Omit the pictures from the entries below and retype everything else exactly.

↓↓↓

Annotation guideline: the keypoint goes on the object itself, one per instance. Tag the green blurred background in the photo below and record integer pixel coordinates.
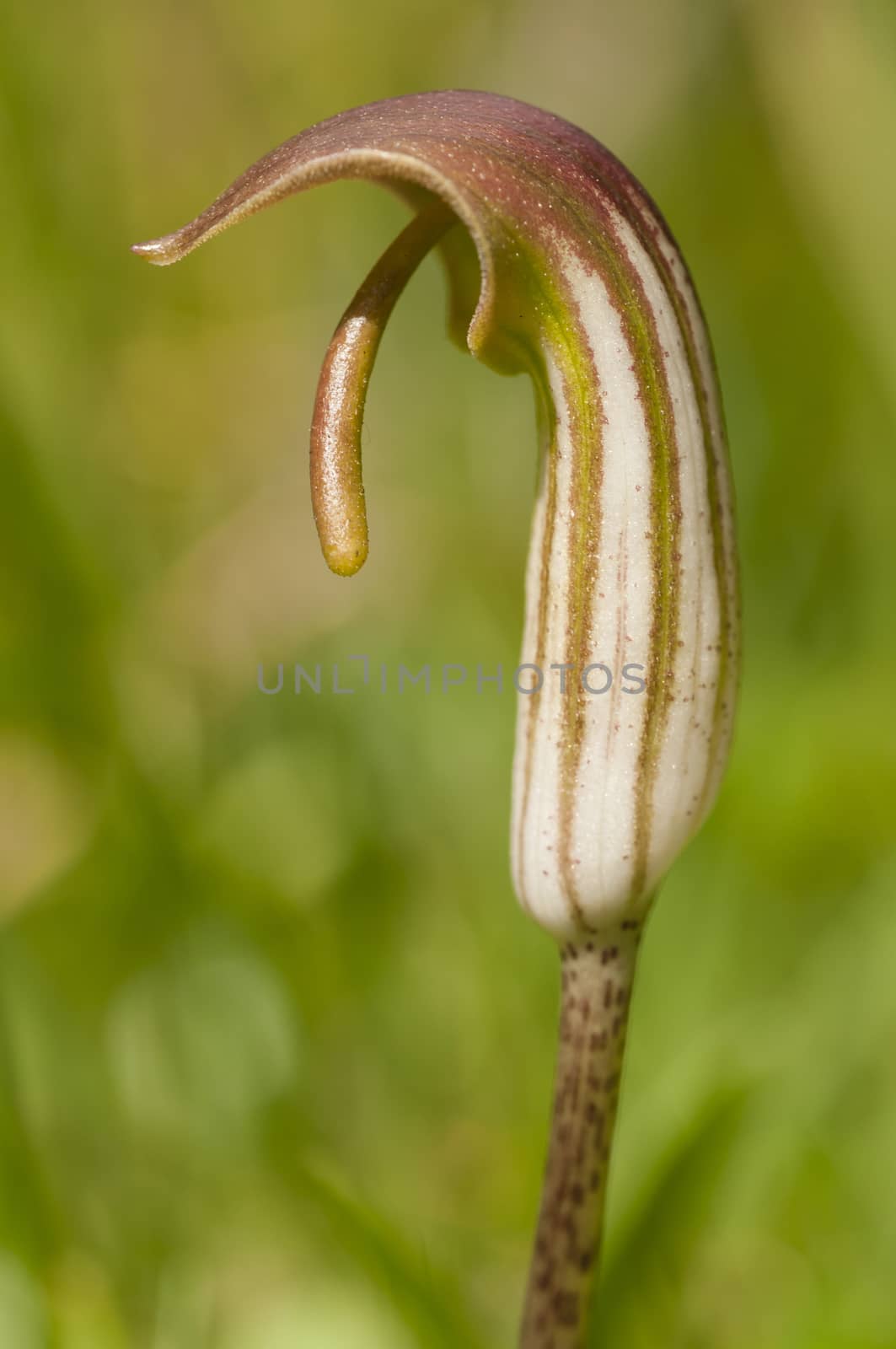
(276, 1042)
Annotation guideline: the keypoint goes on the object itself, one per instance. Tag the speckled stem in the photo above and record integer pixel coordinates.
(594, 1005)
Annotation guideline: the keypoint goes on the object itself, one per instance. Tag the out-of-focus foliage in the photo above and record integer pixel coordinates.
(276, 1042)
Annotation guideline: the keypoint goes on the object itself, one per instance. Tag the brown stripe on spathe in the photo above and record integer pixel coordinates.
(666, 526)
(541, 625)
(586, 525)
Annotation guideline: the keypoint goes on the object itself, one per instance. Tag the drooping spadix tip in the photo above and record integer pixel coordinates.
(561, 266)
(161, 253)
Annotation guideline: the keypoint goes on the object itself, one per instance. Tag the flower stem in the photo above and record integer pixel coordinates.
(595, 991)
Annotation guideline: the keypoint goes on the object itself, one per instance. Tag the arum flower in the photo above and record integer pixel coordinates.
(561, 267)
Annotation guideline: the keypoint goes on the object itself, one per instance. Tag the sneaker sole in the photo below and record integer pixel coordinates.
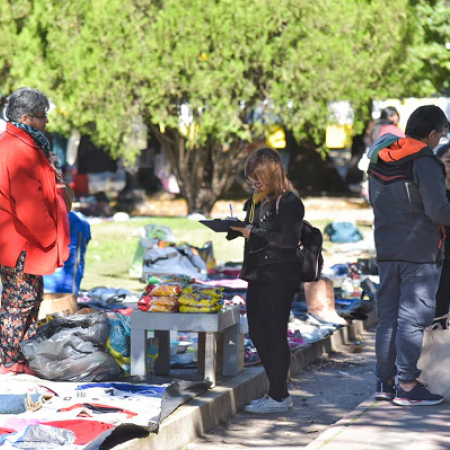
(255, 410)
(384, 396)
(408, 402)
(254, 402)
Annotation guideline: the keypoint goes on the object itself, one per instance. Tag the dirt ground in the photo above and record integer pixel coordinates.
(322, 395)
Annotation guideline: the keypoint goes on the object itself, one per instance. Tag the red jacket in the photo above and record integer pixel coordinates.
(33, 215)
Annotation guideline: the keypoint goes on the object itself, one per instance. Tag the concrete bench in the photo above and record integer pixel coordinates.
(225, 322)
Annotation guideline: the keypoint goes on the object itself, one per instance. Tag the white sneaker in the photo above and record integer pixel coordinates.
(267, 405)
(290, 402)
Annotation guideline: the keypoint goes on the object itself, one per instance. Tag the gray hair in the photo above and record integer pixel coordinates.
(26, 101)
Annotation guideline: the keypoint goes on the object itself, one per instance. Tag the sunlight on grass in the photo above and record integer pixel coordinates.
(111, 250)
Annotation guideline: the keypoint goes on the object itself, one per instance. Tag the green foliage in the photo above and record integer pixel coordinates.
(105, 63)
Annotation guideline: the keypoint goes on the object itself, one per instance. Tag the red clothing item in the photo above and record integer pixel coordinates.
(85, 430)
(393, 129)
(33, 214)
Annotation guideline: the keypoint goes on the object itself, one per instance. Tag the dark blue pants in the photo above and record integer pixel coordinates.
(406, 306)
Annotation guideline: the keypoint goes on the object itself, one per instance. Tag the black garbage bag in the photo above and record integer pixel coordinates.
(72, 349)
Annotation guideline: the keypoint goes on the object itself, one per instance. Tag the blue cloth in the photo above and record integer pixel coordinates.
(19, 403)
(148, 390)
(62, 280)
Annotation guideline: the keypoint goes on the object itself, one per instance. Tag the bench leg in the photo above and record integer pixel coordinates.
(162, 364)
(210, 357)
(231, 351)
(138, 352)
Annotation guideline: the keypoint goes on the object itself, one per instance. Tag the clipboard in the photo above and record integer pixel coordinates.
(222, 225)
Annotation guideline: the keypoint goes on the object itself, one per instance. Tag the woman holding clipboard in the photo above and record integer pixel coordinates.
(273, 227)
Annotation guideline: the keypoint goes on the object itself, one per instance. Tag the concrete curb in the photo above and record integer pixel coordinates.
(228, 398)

↑↑↑

Answer box:
Annotation guideline: the keypoint goes on the object itself, one per instance. Tag the green blurred background in the photo below and record integer pixel coordinates.
(276, 1042)
Annotation guideline: the keypoint goes on the object itself, one per instance. Tag the speckled stem in the photo above and record integer pixel coordinates.
(594, 1005)
Annotation guideline: the keypoint goes on the object itself, one per instance. Tag the out-of-focus foliage in the photo above and record integer pixel coordinates.
(276, 1042)
Annotation guideline: the keypoint goes on the object itself, one per instance. Tag the brown stripe on spathe in the photo above and record integer pixel coordinates.
(666, 526)
(541, 625)
(586, 525)
Annotation guideline: the keypoint goes on the object itself, one per instance. Tag the drooping spadix tip in the photo above and record integer pixel coordinates.
(561, 266)
(161, 253)
Annotation guideline: the keypoint goes on the object itself, one per instance. Tag the flower stem in the photo above and record integer pixel coordinates.
(595, 991)
Annotation guideline: the keypoint goes on the object itself, one per instance. Tag the arum flower in the photo above and record integer pixel coordinates.
(561, 267)
Annotation guideline: the keypoint goes on the object itself, one per instance. Tag the sneaker sole in the photo below and record integer pixel coordinates.
(255, 410)
(384, 396)
(408, 402)
(254, 402)
Annotation guideline: the keypoint goes on the object itself, one per instance. Tag the dirt ground in the photo above and record integer pixel coordinates.
(322, 395)
Annotation guideline: the keypoint goes on the object itself, one per instance. Tag the red jacket in the photo above and record integer pixel coordinates.
(33, 215)
Annotation guideline: the keypoint goes on the object itself, one per instance. Tag the concrete bench in the photo above and record integer pixel coordinates.
(225, 322)
Annotation guideline: the keypoint goes on the object itself, one per instance. Tag the white sneaker in the photo above and record integer pixel coordinates.
(267, 405)
(290, 402)
Annotation guideline: the keypoint goes on the object itself, one per instance. Tag the gray hair in the photo above and record integer pixel coordinates.
(26, 101)
Annotation guideline: the keypoint goes on the object itself, one per instance. Tag the sunlight on grass in the photo above and record integer pixel coordinates.
(111, 250)
Annotation guideline: the keypoint goes on the object itself, one per instance. Tag the green foliage in the photo above and record integer pixel coordinates.
(105, 63)
Annotation guideline: the keypoint goes on the object itself, one per instance. Tag the red clothing item in the photo above and record integer pixel coordinates.
(85, 430)
(393, 129)
(33, 214)
Annotation guideline: the keypoint goes on the object itself, one per instance. Tag the dark blue pants in the photo above and record integer pixel coordinates.
(406, 306)
Annotation guideline: the keypoint goes on the object itself, one per instance. Tag the black garbage bag in the photo above and record integer pixel coordinates.
(72, 349)
Annotation guideline: the keypoint goes on the object itself, one per instance. Tag the blue cloth in the photo above and record integer pixel coordinates.
(19, 403)
(148, 390)
(62, 280)
Annotation guideline: the keypoint goes on the object itself, one per instance. Tag the bench leg in the photo above and record integer pixel coordinates.
(162, 364)
(210, 357)
(231, 351)
(138, 352)
Annotation guideline: the keypoint goes on the object itself, one per instance. Tag the clipboard in the photo above and record integer pixel coordinates.
(222, 225)
Annotation guideline: the keypoint goes on the object itself, one per instance. Tag the woman holding clipboard in the photo above and record integer pixel coordinates.
(273, 227)
Annotation guideline: the keypoint goes on the object itself, one per instance. Tag the concrete curb in the photo above and record integer pixel coordinates.
(228, 398)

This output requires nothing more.